╭─ MATERIALS PROVIDED

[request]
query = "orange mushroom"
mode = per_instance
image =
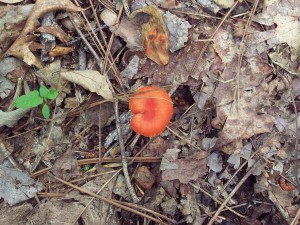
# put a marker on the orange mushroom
(152, 108)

╰─

* [WHAT THE EXERCISE ASKS]: Strip out the images, then output the records above word for word.

* [ANSWER TO THIS TASK]:
[request]
query = "orange mushroom"
mode = per_instance
image =
# put a marker on the orange mushroom
(152, 108)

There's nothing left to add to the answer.